# Forum Home Renovation Pergolas, Gazebos, Strombellas & Rotundas  Insulating/Lining Colorbond Patio

## Geoff2005

I have an existing gable patio that I want to insulate (to reduce radiant heat underneath). Anyone got any smart ideas? I am feeling that lining and insulating a 100mm or so gap is the probable way. Then what to line with, will painted MDF work?

----------


## cherub65

Snap some pics, Steer clear of MDF, will swell when any moisture hits. Villa board or Moisture resistant plaster board would be cheaper alternatives

----------


## Geoff2005

Here is a pic. 
It's going to come down to spans of the different linings and how much additional framing is required.

----------


## SilentButDeadly

Replace the existing sheet roof with Bondor or similar panels - two sheets of tin sandwiching a polystyrene panel.  Might cost a bit more material wise but it'll be quick to install and you won't need to trick around with the roof structure or painting

----------


## Geoff2005

If I was putting up a new patio I don't think there would be any question in using the poly sandwich. Retro fitting the sheeting is not something I would readily tackle. I can see things like the gutters possibly being to low which is maybe a major headache where it is shared with the tiled roof.  
I had actually pondered polystyrene (50mm) against the sheeting. I put this in the shed using angle to support the edges of the sheets and tee section between sheets. Cut it with a hotwire and was very fast to put up (see pic). Great finish for the shed with a brilliant white surface.  I would want an aesthetically better look under the patio but have not come across a suitable surface for the foam.

----------

> _THE EXERCISE_
Set down the forum thread on insulating a Colorbond patio word for word, everything from "## cherub65" down to "Here is a pic.".

> _ENTRIES SHOWN_
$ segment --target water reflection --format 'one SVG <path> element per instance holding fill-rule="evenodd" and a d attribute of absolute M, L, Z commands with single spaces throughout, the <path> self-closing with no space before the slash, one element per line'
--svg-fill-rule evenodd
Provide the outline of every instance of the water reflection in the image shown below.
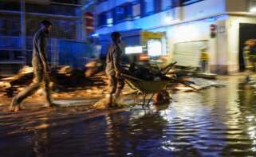
<path fill-rule="evenodd" d="M 0 156 L 256 156 L 256 89 L 242 77 L 223 80 L 146 112 L 0 113 Z"/>

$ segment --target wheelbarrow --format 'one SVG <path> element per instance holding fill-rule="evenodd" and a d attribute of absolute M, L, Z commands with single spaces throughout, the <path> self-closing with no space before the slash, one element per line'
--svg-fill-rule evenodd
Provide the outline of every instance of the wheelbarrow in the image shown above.
<path fill-rule="evenodd" d="M 128 85 L 133 90 L 139 91 L 143 96 L 143 106 L 145 105 L 146 98 L 151 95 L 148 106 L 152 101 L 155 94 L 167 88 L 171 80 L 144 80 L 130 75 L 122 74 L 122 77 Z"/>

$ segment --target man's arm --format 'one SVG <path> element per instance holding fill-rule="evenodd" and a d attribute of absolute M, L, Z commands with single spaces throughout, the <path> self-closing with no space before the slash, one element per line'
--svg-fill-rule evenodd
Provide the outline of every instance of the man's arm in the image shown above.
<path fill-rule="evenodd" d="M 120 75 L 121 73 L 121 54 L 118 49 L 115 49 L 113 53 L 113 65 L 116 74 Z"/>

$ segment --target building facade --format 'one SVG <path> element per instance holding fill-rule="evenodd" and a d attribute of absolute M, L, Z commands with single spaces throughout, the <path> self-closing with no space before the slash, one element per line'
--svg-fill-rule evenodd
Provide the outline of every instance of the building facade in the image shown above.
<path fill-rule="evenodd" d="M 93 37 L 136 29 L 163 33 L 162 54 L 182 66 L 199 66 L 200 49 L 207 48 L 211 72 L 239 72 L 244 42 L 256 38 L 255 0 L 99 0 L 95 5 Z"/>
<path fill-rule="evenodd" d="M 48 41 L 51 65 L 83 64 L 82 53 L 89 48 L 81 14 L 78 0 L 1 0 L 0 74 L 13 74 L 31 64 L 32 38 L 42 20 L 53 23 Z M 83 61 L 74 61 L 79 55 Z"/>

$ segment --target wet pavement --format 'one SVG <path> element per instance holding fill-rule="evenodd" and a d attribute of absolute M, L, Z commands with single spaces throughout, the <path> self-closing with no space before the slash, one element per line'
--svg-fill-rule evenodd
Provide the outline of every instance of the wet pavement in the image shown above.
<path fill-rule="evenodd" d="M 17 114 L 2 105 L 0 156 L 256 156 L 256 88 L 242 77 L 221 80 L 146 110 L 92 109 L 96 99 L 49 109 L 29 102 Z"/>

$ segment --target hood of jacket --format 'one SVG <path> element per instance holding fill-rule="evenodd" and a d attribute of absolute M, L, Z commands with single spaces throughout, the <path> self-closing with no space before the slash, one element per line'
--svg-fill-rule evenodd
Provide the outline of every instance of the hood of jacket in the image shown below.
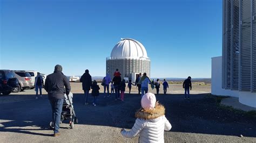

> _ANSWER TO THIS PROBLEM_
## cherub65

Snap some pics, Steer clear of MDF, will swell when any moisture hits. Villa board or Moisture resistant plaster board would be cheaper alternatives

----------


## Geoff2005

Here is a pic.